▶ _Text passage_
----------

Trustees Release Final Springfield Plateau Restoration Plan for Natural Resources Injured by Hazardous Substances Releases in Southwestern Missouri

06/21/2012
Last edited 09/25/2020

FWS biologists surveying mussels in the Spring River, Missouri
Malacologists with the U.S. Fish and Wildlife Service survey populations of freshwater mussels in the Spring River, Missouri, in June 2008. Natural resources in portions of the Spring River have been injured by releases of hazardous substances from the Tri-State Mining District. The Springfield Plateau Regional Restoration Plan will guide the restoration of injured natural resources in the Missouri portion of the District. Photo credit: Dave Mosby, FWS.

On June 21, 2012 the State and federal natural resource trustees released the final, publicly-reviewed “Springfield Plateau Regional Restoration Plan and Environmental Assessment.” This Regional Restoration Plan presents an ecoregion-wide framework for the restoration of natural resources and natural resource services injured by all releases, discharges, spills or other qualified hazardous substances incidents in the Springfield Plateau and boundary waters.

The Springfield Plateau, in southwestern Missouri, encompasses all or portions of 18 counties and is considered a subsection of the larger Ozark Highlands ecoregion. Characterized as a large, flat plain with minor topographical variation, the Springfield Plateau today is mostly rural but includes the rapidly growing metropolitan areas of Springfield and Joplin.

Through this Regional Restoration Plan, the natural resource trustees have developed a process for expediting more comprehensive and efficient restoration actions by combining multiple natural resource damages settlements. Currently, natural resource restoration funding exists for the following case settlements within the Springfield Plateau area:

  • Eagle-Picher Industries, Inc. settlement in 1995;
  • Carver Scrap Salvage Yard site settlement in 1995;
  • Newton County Wells NPL site settlement in 2004; and,
  • ASARCO bankruptcy settlement in 2009.

The Regional Restoration Plan was developed in partnership between the State of Missouri, represented by Missouri Department of Natural Resources, and the Department of the Interior, represented by the U. S. Fish and Wildlife Service. This longstanding, cooperative partnership between the State and the Department of the Interior in Missouri is guided by a 2004 Memorandum of Understanding.

----------

▶ _Given information_
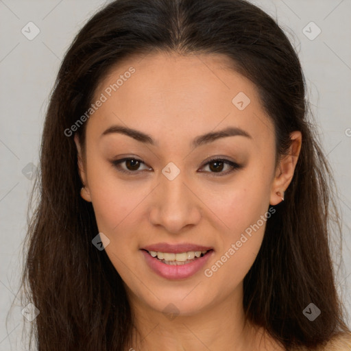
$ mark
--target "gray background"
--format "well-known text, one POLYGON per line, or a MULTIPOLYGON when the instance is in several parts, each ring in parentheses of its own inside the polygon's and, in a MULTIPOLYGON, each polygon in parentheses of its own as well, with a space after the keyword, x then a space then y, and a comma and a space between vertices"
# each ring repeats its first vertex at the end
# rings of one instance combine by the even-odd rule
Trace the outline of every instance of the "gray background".
MULTIPOLYGON (((0 0, 0 350, 25 350, 21 330, 30 322, 23 322, 24 306, 15 295, 34 183, 32 171, 38 165, 49 93, 74 35, 108 2, 0 0), (24 27, 27 35, 34 33, 34 27, 28 33, 29 21, 40 29, 32 40, 21 32, 24 27)), ((339 190, 344 268, 338 271, 338 287, 351 314, 351 1, 252 2, 278 19, 297 48, 304 70, 308 97, 339 190), (316 36, 318 28, 321 33, 316 36)), ((348 322, 351 326, 350 318, 348 322)))

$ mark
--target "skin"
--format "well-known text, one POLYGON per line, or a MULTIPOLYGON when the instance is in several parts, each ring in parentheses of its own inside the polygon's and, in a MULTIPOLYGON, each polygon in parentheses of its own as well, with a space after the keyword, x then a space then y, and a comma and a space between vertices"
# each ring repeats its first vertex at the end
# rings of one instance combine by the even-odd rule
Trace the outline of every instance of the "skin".
POLYGON ((302 143, 300 132, 291 133, 289 154, 275 167, 274 125, 256 86, 228 64, 219 55, 165 53, 119 62, 96 90, 97 99, 130 66, 135 73, 86 122, 84 154, 75 138, 82 196, 93 203, 99 230, 110 240, 105 250, 123 280, 141 335, 135 333, 126 350, 283 350, 261 328, 243 323, 243 280, 265 221, 211 277, 204 274, 269 204, 282 201, 277 193, 290 184, 302 143), (239 92, 251 100, 243 110, 232 103, 239 92), (150 134, 158 145, 117 133, 101 136, 113 125, 150 134), (191 147, 199 135, 228 126, 252 138, 228 136, 191 147), (232 167, 206 165, 217 156, 243 167, 221 176, 232 167), (111 164, 123 157, 145 162, 139 169, 120 165, 136 176, 111 164), (171 181, 162 173, 170 162, 180 171, 171 181), (204 245, 215 254, 191 277, 167 280, 145 263, 140 250, 159 242, 204 245), (162 312, 170 303, 178 311, 171 320, 162 312))

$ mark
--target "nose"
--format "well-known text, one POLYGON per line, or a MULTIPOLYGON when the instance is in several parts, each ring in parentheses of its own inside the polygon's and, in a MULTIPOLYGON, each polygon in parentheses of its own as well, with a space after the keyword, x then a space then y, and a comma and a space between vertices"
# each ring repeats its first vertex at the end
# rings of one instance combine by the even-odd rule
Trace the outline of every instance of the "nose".
POLYGON ((154 191, 149 209, 152 224, 172 234, 195 226, 201 218, 201 201, 181 171, 172 180, 160 175, 160 184, 154 191))

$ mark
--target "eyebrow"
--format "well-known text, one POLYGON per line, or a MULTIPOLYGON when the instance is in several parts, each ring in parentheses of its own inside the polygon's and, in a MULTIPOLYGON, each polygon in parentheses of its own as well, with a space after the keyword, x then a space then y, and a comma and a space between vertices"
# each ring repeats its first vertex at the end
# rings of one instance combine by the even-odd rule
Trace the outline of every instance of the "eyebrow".
MULTIPOLYGON (((146 144, 149 144, 151 145, 158 145, 158 143, 156 142, 150 135, 143 133, 143 132, 140 132, 139 130, 129 128, 128 127, 123 127, 122 125, 112 125, 106 130, 105 130, 101 136, 102 137, 112 133, 119 133, 124 134, 128 136, 130 136, 131 138, 133 138, 138 141, 146 144)), ((197 136, 192 141, 191 145, 193 147, 198 147, 199 146, 212 143, 221 138, 235 136, 245 136, 252 139, 252 136, 251 136, 251 135, 250 135, 245 130, 237 127, 228 127, 217 132, 210 132, 209 133, 197 136)))

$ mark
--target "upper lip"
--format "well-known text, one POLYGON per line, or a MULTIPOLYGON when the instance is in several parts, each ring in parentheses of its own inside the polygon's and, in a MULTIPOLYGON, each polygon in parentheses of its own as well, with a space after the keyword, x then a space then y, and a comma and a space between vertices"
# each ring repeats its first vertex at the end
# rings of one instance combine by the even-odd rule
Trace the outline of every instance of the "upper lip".
POLYGON ((212 250, 212 247, 189 243, 173 245, 167 243, 158 243, 157 244, 145 246, 144 247, 142 247, 142 250, 143 249, 146 250, 147 251, 155 251, 156 252, 180 254, 181 252, 188 252, 189 251, 208 251, 209 250, 212 250))

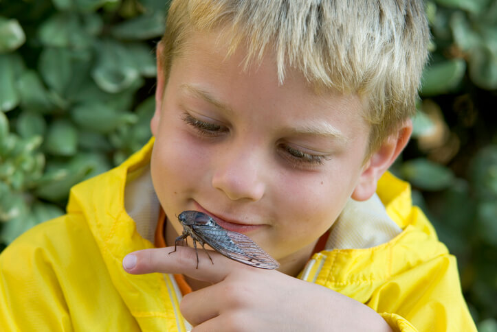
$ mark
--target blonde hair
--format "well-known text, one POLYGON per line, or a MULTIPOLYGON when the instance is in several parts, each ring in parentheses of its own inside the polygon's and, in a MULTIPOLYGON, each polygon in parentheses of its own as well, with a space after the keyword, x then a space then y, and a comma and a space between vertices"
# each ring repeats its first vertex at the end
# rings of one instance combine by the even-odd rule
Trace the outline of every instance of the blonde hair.
MULTIPOLYGON (((371 125, 368 157, 414 115, 430 34, 422 0, 173 0, 159 59, 167 80, 189 32, 220 29, 245 65, 276 52, 318 91, 357 93, 371 125)), ((229 56, 227 55, 227 56, 229 56)))

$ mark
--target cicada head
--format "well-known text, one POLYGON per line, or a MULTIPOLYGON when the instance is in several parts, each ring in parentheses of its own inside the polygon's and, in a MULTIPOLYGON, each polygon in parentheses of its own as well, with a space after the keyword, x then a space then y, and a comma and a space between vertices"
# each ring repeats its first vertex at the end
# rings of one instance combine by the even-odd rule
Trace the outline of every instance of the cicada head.
POLYGON ((214 219, 206 213, 195 211, 186 211, 179 213, 178 220, 182 225, 210 225, 216 224, 214 219))

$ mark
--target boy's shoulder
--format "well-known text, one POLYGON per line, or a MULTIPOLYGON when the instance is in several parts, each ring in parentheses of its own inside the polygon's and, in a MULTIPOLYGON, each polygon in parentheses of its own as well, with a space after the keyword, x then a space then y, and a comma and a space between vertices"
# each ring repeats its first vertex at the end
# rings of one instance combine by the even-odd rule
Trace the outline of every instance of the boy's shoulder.
POLYGON ((85 252, 91 252, 94 244, 82 215, 63 215, 36 225, 16 239, 0 254, 0 270, 23 269, 23 265, 41 261, 67 267, 75 261, 75 252, 84 246, 85 252))

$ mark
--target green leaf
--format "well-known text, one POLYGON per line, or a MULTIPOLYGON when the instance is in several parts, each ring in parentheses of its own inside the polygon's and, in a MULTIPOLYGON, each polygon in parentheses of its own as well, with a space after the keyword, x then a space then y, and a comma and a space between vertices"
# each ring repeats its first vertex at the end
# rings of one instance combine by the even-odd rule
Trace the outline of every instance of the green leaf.
POLYGON ((136 122, 136 115, 120 112, 100 103, 87 103, 72 110, 71 116, 82 128, 100 133, 108 133, 120 126, 136 122))
POLYGON ((94 12, 100 7, 109 3, 118 3, 119 0, 74 0, 78 8, 83 12, 94 12))
POLYGON ((26 35, 16 19, 0 16, 0 53, 13 51, 25 41, 26 35))
POLYGON ((7 222, 20 215, 26 206, 21 193, 11 191, 8 186, 0 182, 0 222, 7 222))
POLYGON ((451 91, 461 82, 466 71, 466 62, 452 59, 432 64, 423 73, 421 94, 432 96, 451 91))
POLYGON ((480 13, 488 4, 488 0, 435 0, 447 7, 459 8, 473 14, 480 13))
POLYGON ((160 12, 166 14, 171 0, 140 0, 140 3, 146 8, 147 12, 160 12))
POLYGON ((452 171, 425 158, 405 162, 400 172, 406 180, 423 190, 437 191, 448 188, 454 181, 452 171))
POLYGON ((470 78, 481 88, 497 88, 497 53, 492 53, 487 45, 471 52, 469 61, 470 78))
POLYGON ((13 57, 0 54, 0 112, 11 110, 19 104, 14 68, 13 57))
POLYGON ((23 110, 16 122, 16 130, 21 137, 43 137, 47 129, 47 121, 39 113, 23 110))
POLYGON ((122 45, 111 40, 100 45, 98 62, 91 76, 102 90, 109 93, 122 91, 140 78, 139 73, 122 45))
POLYGON ((63 95, 72 78, 71 52, 62 47, 45 47, 40 55, 38 68, 48 86, 63 95))
POLYGON ((112 151, 111 143, 102 134, 89 130, 79 130, 78 136, 79 147, 82 150, 105 152, 112 151))
POLYGON ((56 120, 48 128, 46 151, 56 156, 72 156, 78 151, 78 132, 67 120, 56 120))
POLYGON ((450 28, 456 44, 464 51, 470 50, 481 43, 481 37, 473 29, 463 12, 456 11, 451 15, 450 28))
POLYGON ((480 236, 487 244, 497 248, 497 201, 482 202, 478 207, 480 236))
POLYGON ((91 36, 97 36, 102 33, 104 21, 100 15, 87 14, 82 17, 85 30, 91 36))
POLYGON ((497 321, 494 318, 487 318, 478 324, 478 332, 497 332, 497 321))
POLYGON ((17 91, 23 108, 43 112, 54 109, 49 93, 35 71, 27 71, 21 76, 17 82, 17 91))
POLYGON ((52 0, 52 2, 56 8, 63 12, 74 8, 74 0, 52 0))
POLYGON ((63 214, 64 211, 53 204, 36 202, 32 208, 32 215, 36 224, 56 218, 63 214))
POLYGON ((118 24, 111 32, 120 39, 150 39, 164 34, 165 22, 165 12, 154 12, 118 24))
POLYGON ((36 225, 36 222, 26 212, 27 211, 26 209, 20 215, 10 220, 4 225, 0 234, 0 240, 8 244, 10 244, 19 235, 36 225))
POLYGON ((478 196, 497 200, 497 145, 481 149, 472 160, 470 169, 478 196))
POLYGON ((2 141, 9 134, 9 119, 3 112, 0 112, 0 141, 2 141))
POLYGON ((435 130, 435 125, 426 114, 417 110, 412 118, 412 137, 430 135, 435 130))
POLYGON ((142 75, 148 78, 155 77, 157 67, 153 50, 144 44, 139 43, 128 45, 126 48, 135 62, 135 67, 142 75))
POLYGON ((70 12, 59 12, 45 21, 39 27, 39 38, 45 46, 86 48, 91 38, 82 26, 78 16, 70 12))
POLYGON ((35 194, 50 202, 60 202, 67 198, 72 186, 80 182, 96 167, 94 161, 84 155, 75 156, 64 163, 51 163, 38 181, 35 194))

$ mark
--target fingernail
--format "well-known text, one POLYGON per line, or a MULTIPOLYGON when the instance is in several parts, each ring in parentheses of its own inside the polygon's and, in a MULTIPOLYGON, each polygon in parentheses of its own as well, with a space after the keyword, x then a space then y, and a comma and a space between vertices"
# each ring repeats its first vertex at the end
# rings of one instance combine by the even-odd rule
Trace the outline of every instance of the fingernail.
POLYGON ((126 270, 132 269, 136 265, 136 256, 134 254, 128 254, 122 260, 122 266, 126 270))

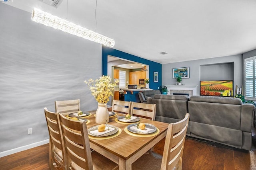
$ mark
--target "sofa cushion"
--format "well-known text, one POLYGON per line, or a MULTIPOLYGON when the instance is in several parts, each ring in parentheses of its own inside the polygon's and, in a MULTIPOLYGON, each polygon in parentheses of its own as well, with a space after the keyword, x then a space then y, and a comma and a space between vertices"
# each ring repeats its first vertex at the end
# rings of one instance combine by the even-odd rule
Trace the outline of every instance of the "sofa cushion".
POLYGON ((188 101, 190 121, 240 130, 240 105, 188 101))
POLYGON ((192 96, 189 98, 189 100, 191 101, 240 105, 241 105, 243 104, 241 99, 238 98, 230 98, 229 97, 192 96))
POLYGON ((189 97, 187 95, 173 95, 164 94, 155 94, 154 95, 154 98, 155 99, 170 99, 172 100, 182 100, 188 101, 189 97))
POLYGON ((153 97, 154 95, 156 94, 161 94, 161 92, 159 90, 144 90, 142 93, 144 95, 145 98, 146 99, 149 97, 153 97))

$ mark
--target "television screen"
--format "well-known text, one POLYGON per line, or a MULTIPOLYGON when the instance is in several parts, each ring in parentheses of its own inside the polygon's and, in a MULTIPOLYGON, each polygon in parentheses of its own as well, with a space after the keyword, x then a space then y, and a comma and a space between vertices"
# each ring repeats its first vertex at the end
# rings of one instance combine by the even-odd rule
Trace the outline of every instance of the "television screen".
POLYGON ((200 81, 200 95, 233 97, 233 80, 200 81))

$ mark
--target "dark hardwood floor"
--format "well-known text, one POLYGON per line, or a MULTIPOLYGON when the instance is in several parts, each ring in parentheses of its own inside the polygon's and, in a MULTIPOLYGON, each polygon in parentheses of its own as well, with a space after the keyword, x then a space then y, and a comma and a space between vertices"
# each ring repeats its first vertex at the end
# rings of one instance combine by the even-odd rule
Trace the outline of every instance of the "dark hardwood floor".
MULTIPOLYGON (((162 140, 154 147, 154 150, 162 154, 164 143, 164 141, 162 140)), ((253 148, 256 148, 254 144, 253 148)), ((48 149, 49 145, 46 144, 0 158, 0 170, 48 170, 48 149)), ((230 149, 194 139, 186 139, 182 159, 183 170, 255 170, 256 165, 255 150, 230 149)))

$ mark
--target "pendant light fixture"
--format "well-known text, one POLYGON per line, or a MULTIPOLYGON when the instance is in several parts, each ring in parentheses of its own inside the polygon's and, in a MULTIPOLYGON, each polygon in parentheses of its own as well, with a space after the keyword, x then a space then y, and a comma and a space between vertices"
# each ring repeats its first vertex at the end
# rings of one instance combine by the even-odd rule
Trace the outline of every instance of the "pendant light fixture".
POLYGON ((78 25, 58 17, 34 8, 31 16, 32 21, 42 23, 65 32, 68 33, 112 47, 115 41, 110 38, 78 25))

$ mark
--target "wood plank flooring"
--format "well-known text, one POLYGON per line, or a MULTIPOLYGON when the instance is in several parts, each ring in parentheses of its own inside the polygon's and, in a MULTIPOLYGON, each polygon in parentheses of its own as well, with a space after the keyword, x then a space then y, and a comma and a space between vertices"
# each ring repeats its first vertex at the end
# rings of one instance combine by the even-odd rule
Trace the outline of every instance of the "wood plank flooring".
MULTIPOLYGON (((154 147, 155 151, 162 154, 164 144, 164 140, 160 141, 154 147)), ((1 170, 48 170, 48 144, 0 158, 1 170)), ((255 170, 256 164, 256 150, 230 149, 186 139, 183 170, 255 170)))

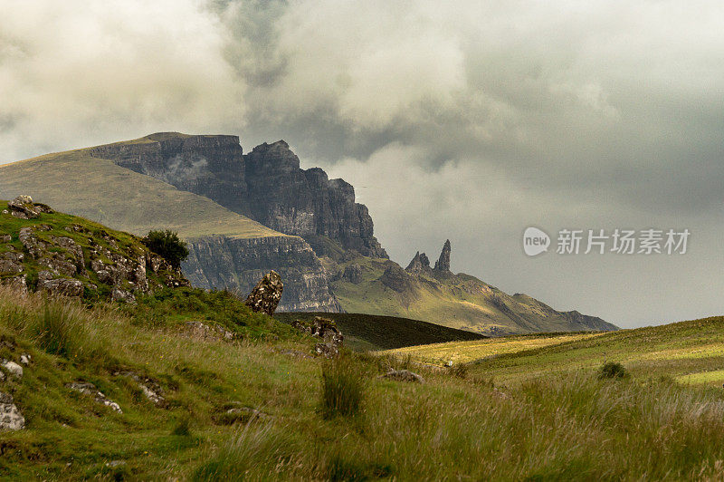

----------

▶ _Problem to solve_
Set down the passage from the Springfield Plateau restoration plan announcement above, between "On June 21, 2012" and "Springfield and Joplin.", inclusive, with no changes.

▶ _Response area_
On June 21, 2012 the State and federal natural resource trustees released the final, publicly-reviewed “Springfield Plateau Regional Restoration Plan and Environmental Assessment.” This Regional Restoration Plan presents an ecoregion-wide framework for the restoration of natural resources and natural resource services injured by all releases, discharges, spills or other qualified hazardous substances incidents in the Springfield Plateau and boundary waters.

The Springfield Plateau, in southwestern Missouri, encompasses all or portions of 18 counties and is considered a subsection of the larger Ozark Highlands ecoregion. Characterized as a large, flat plain with minor topographical variation, the Springfield Plateau today is mostly rural but includes the rapidly growing metropolitan areas of Springfield and Joplin.